▶ **What you need to do**
Everything from the line containing "Target: side mounted spare tire" through the end of the entries should be transcribed exactly. Leave out all other lines.

++++ Exercise data ++++

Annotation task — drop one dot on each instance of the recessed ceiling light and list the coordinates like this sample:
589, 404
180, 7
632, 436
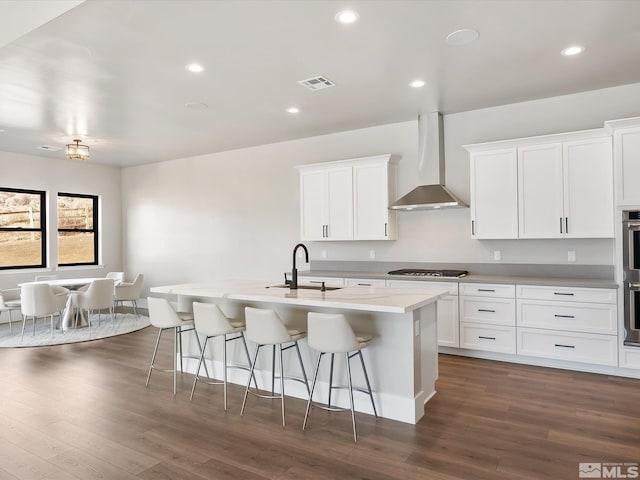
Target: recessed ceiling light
573, 50
462, 37
195, 68
196, 105
347, 16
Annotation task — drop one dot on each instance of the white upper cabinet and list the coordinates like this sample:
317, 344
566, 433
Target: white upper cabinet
555, 186
348, 199
494, 194
372, 219
626, 152
540, 191
326, 209
588, 188
565, 190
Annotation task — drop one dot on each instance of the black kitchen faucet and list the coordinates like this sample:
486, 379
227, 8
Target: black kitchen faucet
293, 285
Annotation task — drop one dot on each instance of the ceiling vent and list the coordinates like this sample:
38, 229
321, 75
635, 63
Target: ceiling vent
317, 83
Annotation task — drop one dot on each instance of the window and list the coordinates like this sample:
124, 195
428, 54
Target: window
22, 228
77, 229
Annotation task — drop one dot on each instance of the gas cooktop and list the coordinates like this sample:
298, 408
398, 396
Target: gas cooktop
411, 272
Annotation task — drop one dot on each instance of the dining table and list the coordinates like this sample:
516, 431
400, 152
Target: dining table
72, 318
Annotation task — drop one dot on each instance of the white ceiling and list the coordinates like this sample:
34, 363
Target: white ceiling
113, 72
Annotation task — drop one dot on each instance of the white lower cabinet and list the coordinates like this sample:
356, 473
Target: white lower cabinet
448, 325
571, 346
563, 329
488, 317
492, 338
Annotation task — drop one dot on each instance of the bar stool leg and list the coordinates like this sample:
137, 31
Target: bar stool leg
244, 344
282, 382
313, 387
304, 374
195, 380
224, 367
353, 413
273, 371
153, 357
175, 358
330, 380
206, 370
366, 378
246, 390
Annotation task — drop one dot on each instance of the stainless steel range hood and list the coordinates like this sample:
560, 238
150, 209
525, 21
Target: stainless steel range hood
433, 194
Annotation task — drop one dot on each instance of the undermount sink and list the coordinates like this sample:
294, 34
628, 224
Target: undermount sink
307, 287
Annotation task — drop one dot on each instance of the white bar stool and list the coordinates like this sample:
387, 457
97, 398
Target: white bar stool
211, 322
264, 327
164, 317
331, 333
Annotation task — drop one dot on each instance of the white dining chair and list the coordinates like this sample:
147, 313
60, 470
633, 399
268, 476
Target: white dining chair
118, 277
40, 300
129, 292
99, 296
9, 302
43, 278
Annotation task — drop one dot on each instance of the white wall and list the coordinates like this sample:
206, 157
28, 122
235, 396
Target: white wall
55, 175
235, 214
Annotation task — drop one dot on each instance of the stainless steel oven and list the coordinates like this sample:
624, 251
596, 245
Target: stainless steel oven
631, 265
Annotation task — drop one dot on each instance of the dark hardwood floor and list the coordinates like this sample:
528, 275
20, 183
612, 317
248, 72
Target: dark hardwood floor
81, 411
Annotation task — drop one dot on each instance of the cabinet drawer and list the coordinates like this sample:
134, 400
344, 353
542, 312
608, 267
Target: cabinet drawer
488, 290
495, 311
492, 338
577, 317
569, 294
364, 282
328, 281
452, 286
574, 347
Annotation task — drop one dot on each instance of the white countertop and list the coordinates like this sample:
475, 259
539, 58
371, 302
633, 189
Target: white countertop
372, 299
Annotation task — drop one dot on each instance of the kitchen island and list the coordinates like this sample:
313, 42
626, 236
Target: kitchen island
402, 359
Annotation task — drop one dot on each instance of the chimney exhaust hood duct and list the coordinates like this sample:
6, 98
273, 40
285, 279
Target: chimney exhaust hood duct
433, 194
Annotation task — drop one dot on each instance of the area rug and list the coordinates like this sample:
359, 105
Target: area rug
123, 323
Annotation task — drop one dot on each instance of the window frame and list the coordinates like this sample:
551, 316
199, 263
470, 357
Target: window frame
95, 230
42, 229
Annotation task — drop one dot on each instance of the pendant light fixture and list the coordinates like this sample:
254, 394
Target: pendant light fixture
76, 150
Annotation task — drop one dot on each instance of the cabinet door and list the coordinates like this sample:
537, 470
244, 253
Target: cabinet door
540, 190
312, 205
371, 202
339, 201
588, 188
627, 161
494, 194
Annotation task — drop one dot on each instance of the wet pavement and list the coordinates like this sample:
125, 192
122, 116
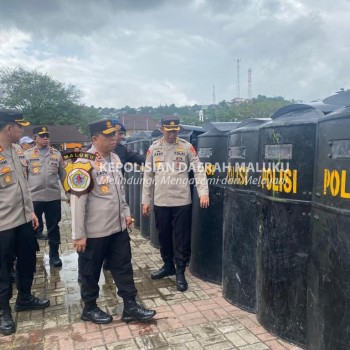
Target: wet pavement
200, 318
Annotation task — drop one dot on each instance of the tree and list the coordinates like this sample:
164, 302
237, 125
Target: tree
41, 98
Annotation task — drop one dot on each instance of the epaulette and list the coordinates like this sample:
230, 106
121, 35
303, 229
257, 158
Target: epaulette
182, 140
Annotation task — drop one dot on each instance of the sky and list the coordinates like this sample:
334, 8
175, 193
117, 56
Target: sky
157, 52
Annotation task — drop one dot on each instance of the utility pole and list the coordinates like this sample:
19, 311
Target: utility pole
250, 92
238, 84
214, 98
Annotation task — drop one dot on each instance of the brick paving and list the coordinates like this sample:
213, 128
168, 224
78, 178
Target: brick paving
200, 318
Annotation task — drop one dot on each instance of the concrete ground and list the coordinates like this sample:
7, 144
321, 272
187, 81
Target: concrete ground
200, 318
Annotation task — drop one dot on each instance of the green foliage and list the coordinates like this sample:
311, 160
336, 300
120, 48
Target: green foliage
41, 98
47, 101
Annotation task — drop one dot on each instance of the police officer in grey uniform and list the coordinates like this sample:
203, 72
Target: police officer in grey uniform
17, 220
100, 218
167, 166
45, 169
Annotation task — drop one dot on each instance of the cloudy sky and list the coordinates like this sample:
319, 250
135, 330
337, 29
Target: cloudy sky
151, 52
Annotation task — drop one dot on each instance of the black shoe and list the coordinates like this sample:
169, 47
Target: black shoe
105, 265
40, 236
96, 315
164, 271
55, 261
13, 275
181, 283
7, 325
30, 302
134, 312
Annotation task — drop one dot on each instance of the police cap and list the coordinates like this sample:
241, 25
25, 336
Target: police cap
170, 123
104, 127
118, 125
41, 130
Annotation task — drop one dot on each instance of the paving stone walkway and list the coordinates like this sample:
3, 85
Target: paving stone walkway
197, 319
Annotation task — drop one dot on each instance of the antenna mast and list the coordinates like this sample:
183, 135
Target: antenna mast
250, 93
238, 84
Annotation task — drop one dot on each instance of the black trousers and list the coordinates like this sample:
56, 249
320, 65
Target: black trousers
116, 248
174, 230
52, 211
18, 241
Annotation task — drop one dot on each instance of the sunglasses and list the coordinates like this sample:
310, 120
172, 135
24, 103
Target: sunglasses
44, 136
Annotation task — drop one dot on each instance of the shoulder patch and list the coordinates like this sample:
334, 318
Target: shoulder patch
192, 150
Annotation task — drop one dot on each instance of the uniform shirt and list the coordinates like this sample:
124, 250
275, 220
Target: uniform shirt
167, 174
44, 174
128, 156
102, 211
16, 205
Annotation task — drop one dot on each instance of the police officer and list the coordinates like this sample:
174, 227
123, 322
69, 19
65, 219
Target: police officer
167, 166
45, 170
100, 218
26, 143
125, 155
17, 220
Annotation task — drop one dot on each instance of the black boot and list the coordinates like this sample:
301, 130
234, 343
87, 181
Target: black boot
30, 302
7, 325
134, 312
168, 269
94, 314
105, 265
55, 260
40, 235
181, 283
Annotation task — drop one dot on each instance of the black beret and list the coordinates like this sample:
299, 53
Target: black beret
170, 123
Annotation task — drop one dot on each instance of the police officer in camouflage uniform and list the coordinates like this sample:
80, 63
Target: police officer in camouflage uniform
167, 166
45, 169
100, 218
17, 220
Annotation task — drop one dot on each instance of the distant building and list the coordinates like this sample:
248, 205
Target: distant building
63, 137
138, 122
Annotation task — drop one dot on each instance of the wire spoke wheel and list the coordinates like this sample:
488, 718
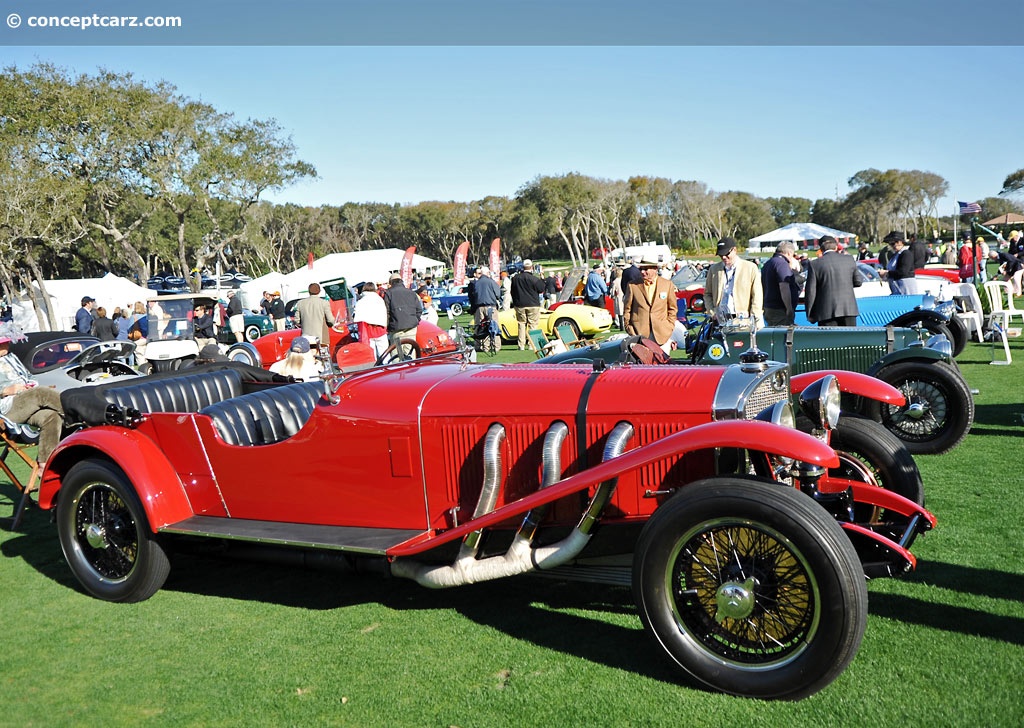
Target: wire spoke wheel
105, 532
751, 588
743, 593
939, 408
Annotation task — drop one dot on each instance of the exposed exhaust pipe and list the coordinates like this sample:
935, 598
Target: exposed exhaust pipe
521, 557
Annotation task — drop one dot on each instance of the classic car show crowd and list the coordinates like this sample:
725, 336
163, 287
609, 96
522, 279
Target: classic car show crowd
219, 380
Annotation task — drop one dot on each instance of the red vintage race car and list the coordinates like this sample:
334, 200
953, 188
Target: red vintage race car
744, 540
345, 349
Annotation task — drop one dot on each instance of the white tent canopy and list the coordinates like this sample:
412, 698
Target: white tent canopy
355, 267
802, 231
66, 298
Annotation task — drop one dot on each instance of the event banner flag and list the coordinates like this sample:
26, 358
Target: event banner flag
495, 262
460, 263
407, 266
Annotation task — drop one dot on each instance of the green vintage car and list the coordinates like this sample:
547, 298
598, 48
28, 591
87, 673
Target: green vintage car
939, 409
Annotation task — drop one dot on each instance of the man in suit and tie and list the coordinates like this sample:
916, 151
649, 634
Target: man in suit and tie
830, 281
651, 309
733, 287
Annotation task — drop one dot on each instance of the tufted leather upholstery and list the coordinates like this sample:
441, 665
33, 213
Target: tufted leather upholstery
185, 393
266, 417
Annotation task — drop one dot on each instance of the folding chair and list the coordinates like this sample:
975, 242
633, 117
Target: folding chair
15, 438
1000, 300
541, 345
568, 337
969, 308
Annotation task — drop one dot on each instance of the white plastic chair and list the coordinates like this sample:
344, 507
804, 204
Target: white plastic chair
971, 315
1000, 301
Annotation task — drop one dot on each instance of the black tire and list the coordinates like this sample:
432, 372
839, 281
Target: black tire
934, 324
391, 353
104, 534
939, 411
869, 454
751, 588
572, 326
246, 353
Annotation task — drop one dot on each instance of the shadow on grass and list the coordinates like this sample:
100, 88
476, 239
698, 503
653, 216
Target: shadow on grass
532, 609
964, 580
529, 608
1006, 419
968, 580
948, 617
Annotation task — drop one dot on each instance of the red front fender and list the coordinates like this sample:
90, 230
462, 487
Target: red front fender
158, 485
852, 383
750, 434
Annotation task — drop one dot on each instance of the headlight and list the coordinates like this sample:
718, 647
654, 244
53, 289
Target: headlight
820, 402
940, 343
778, 414
946, 308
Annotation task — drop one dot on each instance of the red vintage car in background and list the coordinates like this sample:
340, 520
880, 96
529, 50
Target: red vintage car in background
745, 543
345, 349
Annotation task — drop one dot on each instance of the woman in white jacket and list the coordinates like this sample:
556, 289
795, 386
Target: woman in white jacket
371, 317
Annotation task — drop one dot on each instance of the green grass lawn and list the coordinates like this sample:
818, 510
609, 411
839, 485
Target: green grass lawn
230, 643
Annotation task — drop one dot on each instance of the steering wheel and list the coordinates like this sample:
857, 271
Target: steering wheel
403, 349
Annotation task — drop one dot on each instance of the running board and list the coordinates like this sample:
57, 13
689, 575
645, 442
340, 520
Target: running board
609, 575
357, 540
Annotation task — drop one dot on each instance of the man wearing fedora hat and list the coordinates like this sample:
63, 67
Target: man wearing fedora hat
733, 287
651, 309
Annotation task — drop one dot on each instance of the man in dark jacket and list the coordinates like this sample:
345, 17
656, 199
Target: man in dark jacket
236, 316
203, 327
276, 310
900, 264
830, 281
526, 292
920, 251
403, 310
486, 294
781, 291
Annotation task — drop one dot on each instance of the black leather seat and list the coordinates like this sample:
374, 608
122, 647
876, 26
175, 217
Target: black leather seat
266, 417
188, 392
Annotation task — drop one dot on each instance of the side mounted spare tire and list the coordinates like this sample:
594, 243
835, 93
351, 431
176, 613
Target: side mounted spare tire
935, 324
939, 408
246, 353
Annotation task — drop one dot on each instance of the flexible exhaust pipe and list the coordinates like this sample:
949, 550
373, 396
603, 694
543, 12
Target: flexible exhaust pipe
488, 493
551, 473
521, 557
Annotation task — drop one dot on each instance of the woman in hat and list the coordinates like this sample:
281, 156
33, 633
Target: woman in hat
299, 362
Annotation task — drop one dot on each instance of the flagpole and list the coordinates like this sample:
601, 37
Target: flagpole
955, 218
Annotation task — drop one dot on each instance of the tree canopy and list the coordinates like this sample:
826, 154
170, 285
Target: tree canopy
107, 172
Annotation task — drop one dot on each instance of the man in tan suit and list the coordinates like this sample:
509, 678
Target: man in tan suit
733, 287
651, 310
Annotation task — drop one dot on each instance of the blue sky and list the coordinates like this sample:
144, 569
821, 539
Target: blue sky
407, 124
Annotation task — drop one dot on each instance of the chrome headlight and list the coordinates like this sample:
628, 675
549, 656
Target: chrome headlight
940, 343
946, 308
778, 414
820, 402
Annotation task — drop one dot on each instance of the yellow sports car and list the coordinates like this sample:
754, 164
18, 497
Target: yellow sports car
585, 320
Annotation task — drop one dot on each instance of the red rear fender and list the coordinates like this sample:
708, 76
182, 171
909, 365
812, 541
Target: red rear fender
158, 485
851, 383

++++

▶ **Response for this exercise**
Target: side mounted spare tire
935, 324
939, 408
246, 353
Annotation task — drop one dot on each instance of the flexible exhaust pipe and list the coordinates like this sample:
949, 550
373, 396
603, 694
543, 12
Target: flexible exhaust pipe
488, 493
551, 473
521, 557
Annotation task — drop one dot on each instance of the woman in hat and list the coordinates like this sample:
281, 156
33, 633
Target: woman in hat
299, 362
Annotation task — drop one dot on each instance of the flagpole and list the coordinates like this sample:
601, 37
Target: flagpole
955, 218
Annotation task — drop one dot on each instance of the tree canopy and list the coordinates like this sample:
826, 154
170, 285
Target: tree canopy
107, 172
Annotation task — drop one dot on each instance of the man in tan suit and list the coordinates like this sample:
509, 678
Target: man in tan suit
733, 287
651, 310
Annotation task — drop one dot on each instance of the blue sky and list the coordinates like this sample:
144, 569
821, 539
Target: blue sky
407, 124
Annotation task — drop one dot on each instance of the chrome headlight and list the coordinates like this sample:
628, 675
549, 656
Target: chrome headlight
940, 343
946, 308
778, 414
820, 402
Annotation task — drop one dot on each instance of the yellow sports car and list the coordinates like this sample:
754, 164
18, 497
Target: yellow sports car
585, 320
Annotation task — drop one dot on each instance of the red rear fender and list the coordinates like this sample:
708, 76
182, 171
909, 365
812, 541
Target: red rear fender
158, 485
851, 383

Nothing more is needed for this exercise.